- [SELECTED TEXT]:

Start of Block

Yet, my curiosity wasn’t fully satisfied. I wanted to know the secrets to create a safety nest during these cuddle escapades with a complete stranger. So I prodded further.

Because, let’s be real: when you’re diving into the world of professional cuddling, safety isn’t just a checklist. Mendelsohn spilt the beans, and it turns out it’s more than just fluffing pillows: “We acknowledge the inherent worth and individuality of clients by not discriminating solely based on gender, religion, nationality, race, disability, sexual preference, sexual orientation, body size, and age (above the age of consent). We also make verbal and written statements that are true and accurate about what we offer as a cuddler, and about the cuddling profession while acknowledging the confidential nature of the client relationship and respecting each client’s right to privacy within the constraints of the law.”

While talking to Mendelsohn, it became clear that the clientele seeking professional cuddling services has a wide spectrum. From those simply looking for human company to survivors of abuse or individuals coping with PTSD, the need for touch resonates across various backgrounds and ages.

When I asked about what type of clients Mendelsohn normally gets, her answer was simple: “It can really vary—a spectrum of humanity from the 20s to the 80s, men and women, recovering from cancer, battling divorce blues, or simply needing some human touch. Loneliness is an uninvited guest for many—around 40 per cent of adults admit to it. Some are touch-deprived forever, while others carry the weight of PTSD or past abuse. Cuddling isn’t just a service; it’s a modern need, a remedy for the touch-starved souls navigating the digital age.”

And then, she painted a vivid picture of a transformative encounter: “Let me share a touching story [about] a young man in his late 20s, juggling autism and ADHD. After our sessions, he found solace in the platonic embrace, a missing piece that traditional therapy couldn’t provide. It’s like his mind craved a language only touch could speak, unveiling the extraordinary impact of therapeutic cuddling.”

During our conversation, it was clear how Mendelsohn was able to navigate the intricacies of emotional connections, and how as a professional cuddler she was prioritising open communication. The interview unfolded the impactful role Mendelsohn plays in supporting those in need through cuddling. Yet, a lingering question remained: What if someone forms a profound attachment with their cuddler? What about the other way around? How does a professional cuddler handle such intense emotional bonds?

End of Block

- [PROBLEMS AND TASKS]:
**A)** In the passage on professional cuddling, what age range does Mendelsohn give for her clients?
**B)** Proceed with the passage on professional cuddling, picking up after its final sentence.
The lines that follow the passage on professional cuddling are not needed for this work.

- [EXTRACTED RECORDS]:
Start of Block

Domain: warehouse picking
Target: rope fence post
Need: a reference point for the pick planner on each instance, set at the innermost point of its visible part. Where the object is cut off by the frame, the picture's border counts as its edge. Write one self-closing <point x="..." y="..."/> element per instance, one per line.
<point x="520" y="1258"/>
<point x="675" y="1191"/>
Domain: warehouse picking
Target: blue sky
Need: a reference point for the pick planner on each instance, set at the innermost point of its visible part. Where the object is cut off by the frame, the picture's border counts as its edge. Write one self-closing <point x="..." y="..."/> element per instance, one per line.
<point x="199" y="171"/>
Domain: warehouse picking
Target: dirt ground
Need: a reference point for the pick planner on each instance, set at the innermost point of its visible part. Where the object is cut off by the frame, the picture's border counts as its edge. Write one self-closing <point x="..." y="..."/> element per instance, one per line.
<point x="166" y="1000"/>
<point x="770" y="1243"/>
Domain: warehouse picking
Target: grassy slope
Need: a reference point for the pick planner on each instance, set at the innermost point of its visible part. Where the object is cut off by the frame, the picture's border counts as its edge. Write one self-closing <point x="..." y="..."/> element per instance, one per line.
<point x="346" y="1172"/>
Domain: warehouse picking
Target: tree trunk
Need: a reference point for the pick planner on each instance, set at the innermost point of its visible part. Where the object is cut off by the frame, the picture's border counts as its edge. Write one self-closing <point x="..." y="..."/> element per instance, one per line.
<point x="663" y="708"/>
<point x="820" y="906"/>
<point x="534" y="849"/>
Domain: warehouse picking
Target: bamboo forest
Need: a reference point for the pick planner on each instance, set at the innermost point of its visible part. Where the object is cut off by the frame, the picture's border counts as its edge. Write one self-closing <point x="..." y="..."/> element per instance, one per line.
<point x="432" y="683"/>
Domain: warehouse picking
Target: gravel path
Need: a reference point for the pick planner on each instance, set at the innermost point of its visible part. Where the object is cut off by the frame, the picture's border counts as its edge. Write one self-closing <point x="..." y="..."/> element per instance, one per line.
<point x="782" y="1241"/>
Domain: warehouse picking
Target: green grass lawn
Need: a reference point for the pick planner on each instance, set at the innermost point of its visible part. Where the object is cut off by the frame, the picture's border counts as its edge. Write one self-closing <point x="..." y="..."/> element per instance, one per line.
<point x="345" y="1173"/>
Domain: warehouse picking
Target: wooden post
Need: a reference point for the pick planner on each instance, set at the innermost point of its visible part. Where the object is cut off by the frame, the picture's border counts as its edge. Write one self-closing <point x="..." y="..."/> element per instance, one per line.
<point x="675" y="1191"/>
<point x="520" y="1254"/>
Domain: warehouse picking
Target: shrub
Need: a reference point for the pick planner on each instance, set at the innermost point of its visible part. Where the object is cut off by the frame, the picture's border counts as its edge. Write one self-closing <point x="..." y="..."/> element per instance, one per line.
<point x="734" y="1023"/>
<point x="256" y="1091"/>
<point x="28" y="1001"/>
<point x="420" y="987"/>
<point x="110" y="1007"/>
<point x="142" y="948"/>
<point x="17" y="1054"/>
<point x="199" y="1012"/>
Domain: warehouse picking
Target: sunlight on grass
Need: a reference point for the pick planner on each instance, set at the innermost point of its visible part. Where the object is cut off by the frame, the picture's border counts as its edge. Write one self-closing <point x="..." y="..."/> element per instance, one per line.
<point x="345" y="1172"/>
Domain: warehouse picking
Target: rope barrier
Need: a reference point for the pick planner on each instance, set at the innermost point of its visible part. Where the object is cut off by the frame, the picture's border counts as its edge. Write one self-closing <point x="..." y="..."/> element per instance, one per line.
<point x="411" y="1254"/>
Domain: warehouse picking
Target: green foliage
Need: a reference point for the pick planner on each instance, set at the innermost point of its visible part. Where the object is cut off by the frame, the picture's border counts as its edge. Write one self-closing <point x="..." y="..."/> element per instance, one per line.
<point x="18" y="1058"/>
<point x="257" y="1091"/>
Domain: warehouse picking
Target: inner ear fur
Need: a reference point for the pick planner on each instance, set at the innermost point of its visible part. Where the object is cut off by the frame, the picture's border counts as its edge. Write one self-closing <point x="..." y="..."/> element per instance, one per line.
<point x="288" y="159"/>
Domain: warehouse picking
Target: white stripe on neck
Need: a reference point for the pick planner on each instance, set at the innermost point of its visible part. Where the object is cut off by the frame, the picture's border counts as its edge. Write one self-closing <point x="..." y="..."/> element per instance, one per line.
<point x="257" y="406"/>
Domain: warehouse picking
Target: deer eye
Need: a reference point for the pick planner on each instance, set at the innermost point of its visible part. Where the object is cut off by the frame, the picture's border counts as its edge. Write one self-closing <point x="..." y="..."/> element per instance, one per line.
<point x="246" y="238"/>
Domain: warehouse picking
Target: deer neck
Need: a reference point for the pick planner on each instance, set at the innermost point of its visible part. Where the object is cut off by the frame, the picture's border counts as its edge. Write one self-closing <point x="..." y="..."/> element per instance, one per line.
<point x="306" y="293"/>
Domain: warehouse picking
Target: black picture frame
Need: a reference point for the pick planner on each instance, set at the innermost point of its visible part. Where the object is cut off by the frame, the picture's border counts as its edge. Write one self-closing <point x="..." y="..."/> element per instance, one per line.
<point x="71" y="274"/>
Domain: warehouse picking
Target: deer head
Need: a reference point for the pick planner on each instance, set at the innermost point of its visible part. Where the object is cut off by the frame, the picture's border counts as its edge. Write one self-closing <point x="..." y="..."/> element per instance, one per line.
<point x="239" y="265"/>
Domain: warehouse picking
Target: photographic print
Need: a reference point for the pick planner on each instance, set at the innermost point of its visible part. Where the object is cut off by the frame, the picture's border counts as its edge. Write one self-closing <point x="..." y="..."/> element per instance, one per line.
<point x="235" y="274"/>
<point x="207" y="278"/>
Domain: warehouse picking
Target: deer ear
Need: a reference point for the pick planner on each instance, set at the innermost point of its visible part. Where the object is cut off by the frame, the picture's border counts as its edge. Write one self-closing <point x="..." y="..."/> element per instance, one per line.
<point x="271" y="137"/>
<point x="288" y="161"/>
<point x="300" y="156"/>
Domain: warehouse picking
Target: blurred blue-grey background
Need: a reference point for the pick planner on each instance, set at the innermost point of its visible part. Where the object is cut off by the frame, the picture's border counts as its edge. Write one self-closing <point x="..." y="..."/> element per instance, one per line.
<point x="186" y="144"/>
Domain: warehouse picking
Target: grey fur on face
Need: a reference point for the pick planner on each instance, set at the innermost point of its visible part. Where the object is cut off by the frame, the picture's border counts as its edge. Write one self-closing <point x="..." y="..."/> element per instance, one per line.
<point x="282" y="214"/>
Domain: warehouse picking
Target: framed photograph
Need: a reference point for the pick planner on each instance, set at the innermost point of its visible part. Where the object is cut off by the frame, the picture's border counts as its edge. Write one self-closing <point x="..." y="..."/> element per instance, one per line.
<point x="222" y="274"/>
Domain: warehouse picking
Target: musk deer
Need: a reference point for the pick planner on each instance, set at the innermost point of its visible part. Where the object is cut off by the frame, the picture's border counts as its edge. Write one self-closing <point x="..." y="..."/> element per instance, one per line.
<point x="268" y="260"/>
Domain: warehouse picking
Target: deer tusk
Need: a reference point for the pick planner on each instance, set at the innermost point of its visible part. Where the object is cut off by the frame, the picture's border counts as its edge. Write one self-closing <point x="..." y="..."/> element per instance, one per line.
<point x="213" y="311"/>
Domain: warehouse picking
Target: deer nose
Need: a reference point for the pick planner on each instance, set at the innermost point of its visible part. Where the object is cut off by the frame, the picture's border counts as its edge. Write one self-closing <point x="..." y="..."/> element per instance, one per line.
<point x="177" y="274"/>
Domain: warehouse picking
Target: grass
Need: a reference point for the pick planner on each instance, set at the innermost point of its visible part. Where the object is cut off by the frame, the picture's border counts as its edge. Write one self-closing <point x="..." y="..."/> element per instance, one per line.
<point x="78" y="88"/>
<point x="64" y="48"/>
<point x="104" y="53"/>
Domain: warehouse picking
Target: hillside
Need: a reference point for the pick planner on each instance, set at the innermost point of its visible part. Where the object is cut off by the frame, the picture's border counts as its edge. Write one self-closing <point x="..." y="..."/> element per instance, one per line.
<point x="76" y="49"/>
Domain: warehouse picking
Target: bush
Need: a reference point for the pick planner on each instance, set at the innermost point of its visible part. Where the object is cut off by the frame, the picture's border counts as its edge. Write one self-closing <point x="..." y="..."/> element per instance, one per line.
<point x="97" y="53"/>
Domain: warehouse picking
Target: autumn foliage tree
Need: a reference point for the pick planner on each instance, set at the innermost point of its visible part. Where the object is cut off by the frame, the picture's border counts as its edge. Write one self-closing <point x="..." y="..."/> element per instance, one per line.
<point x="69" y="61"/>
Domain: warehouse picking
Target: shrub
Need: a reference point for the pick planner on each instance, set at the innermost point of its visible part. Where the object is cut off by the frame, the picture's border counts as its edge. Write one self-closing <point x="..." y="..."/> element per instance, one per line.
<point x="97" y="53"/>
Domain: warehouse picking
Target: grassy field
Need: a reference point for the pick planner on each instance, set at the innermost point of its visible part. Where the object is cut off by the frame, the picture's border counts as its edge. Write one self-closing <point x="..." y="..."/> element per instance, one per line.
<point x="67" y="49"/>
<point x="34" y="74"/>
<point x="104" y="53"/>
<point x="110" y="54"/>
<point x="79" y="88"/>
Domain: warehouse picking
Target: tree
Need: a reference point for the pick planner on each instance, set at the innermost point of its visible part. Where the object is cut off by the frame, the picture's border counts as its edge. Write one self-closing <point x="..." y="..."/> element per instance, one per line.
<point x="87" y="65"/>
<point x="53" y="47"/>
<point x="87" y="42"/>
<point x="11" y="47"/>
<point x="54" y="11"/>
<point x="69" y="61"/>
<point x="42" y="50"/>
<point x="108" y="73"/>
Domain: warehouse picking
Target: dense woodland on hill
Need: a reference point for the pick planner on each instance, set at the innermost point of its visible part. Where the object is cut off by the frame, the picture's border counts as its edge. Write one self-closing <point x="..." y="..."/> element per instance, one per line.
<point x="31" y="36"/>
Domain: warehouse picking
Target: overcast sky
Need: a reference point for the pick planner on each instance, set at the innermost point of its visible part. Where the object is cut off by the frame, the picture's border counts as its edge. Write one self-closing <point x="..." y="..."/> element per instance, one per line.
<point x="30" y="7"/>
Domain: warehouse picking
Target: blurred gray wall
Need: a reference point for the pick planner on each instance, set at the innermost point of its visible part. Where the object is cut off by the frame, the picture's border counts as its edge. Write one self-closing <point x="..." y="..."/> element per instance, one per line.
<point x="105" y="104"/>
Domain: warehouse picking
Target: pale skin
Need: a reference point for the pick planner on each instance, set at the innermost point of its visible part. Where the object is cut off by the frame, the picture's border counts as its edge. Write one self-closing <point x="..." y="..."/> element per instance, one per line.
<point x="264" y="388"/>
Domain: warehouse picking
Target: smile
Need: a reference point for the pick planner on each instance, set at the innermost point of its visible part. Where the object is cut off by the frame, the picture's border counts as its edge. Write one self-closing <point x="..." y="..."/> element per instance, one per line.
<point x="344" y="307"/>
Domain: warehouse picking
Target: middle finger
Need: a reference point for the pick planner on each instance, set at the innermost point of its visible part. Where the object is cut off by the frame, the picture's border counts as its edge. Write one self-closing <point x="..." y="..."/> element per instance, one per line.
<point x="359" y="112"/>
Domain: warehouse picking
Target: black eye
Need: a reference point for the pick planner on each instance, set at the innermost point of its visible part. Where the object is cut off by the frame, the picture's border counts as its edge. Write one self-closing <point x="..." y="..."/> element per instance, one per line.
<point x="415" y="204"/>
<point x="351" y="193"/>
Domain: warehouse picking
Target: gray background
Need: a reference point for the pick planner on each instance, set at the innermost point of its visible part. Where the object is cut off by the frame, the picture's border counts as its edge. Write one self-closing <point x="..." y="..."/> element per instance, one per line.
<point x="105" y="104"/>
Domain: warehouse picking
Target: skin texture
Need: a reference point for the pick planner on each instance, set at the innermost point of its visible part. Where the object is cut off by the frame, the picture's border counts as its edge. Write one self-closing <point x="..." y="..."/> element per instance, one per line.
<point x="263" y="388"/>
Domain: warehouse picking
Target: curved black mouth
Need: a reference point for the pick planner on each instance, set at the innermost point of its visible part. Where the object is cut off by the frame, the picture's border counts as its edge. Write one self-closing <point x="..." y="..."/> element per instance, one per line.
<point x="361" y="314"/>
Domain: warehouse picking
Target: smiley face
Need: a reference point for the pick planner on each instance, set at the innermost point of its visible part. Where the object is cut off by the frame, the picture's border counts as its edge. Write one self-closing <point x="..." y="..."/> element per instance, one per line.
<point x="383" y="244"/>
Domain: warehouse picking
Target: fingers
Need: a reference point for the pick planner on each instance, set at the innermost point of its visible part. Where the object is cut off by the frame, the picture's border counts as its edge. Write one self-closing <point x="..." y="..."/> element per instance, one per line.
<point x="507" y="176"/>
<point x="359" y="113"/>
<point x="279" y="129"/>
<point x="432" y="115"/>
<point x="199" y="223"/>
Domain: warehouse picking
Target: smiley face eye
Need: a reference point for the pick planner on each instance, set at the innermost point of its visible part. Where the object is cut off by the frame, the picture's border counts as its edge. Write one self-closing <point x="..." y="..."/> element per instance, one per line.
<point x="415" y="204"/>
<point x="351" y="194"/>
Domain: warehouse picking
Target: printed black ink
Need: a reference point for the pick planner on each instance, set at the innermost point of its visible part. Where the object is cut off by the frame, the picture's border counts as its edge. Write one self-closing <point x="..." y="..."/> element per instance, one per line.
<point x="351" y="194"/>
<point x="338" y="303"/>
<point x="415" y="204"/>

End of Block

- [ANSWER SET]:
**A)** From the 20s to the 80s.

**B)**
“Communication,” Mendelsohn told me. “Lots and lots of communication. It might be helpful to have a non-cuddling session or two to talk it through. Hugs at the start and end, but no actual cuddling. We make sure the client understands something about transference, and the confusion that can arise around normal emotions that close physical contact can bring: in other words, you can’t fall in love with your cuddle professional because you don’t know them, but you can believe you have. If we and our client can’t get past it, we ultimately have to stop sessions. If it comes to that, we manage the process carefully. Endings are important. We have a module about attachment and transference in our course.”

As we wrapped up our chat, I asked Mendelsohn how she keeps on the pulse of ethical practices in the professional cuddling realm. “Research and networking,” she replied. “I was a touch therapy trailblazer. As the first person in Europe to offer cuddle therapy and a comprehensive training course for cuddle therapists, I have been instrumental in establishing the framework within which most of today’s touch therapists work.”

Mendelsohn’s journey from a massage therapist to a touch therapy innovator showcases the evolution of a profession that goes beyond physical touch, unlocking the hug economy and offering solace to those in need. In an era marked by digital connections, the profession carves a niche for itself by providing a genuine, human connection that transcends societal barriers.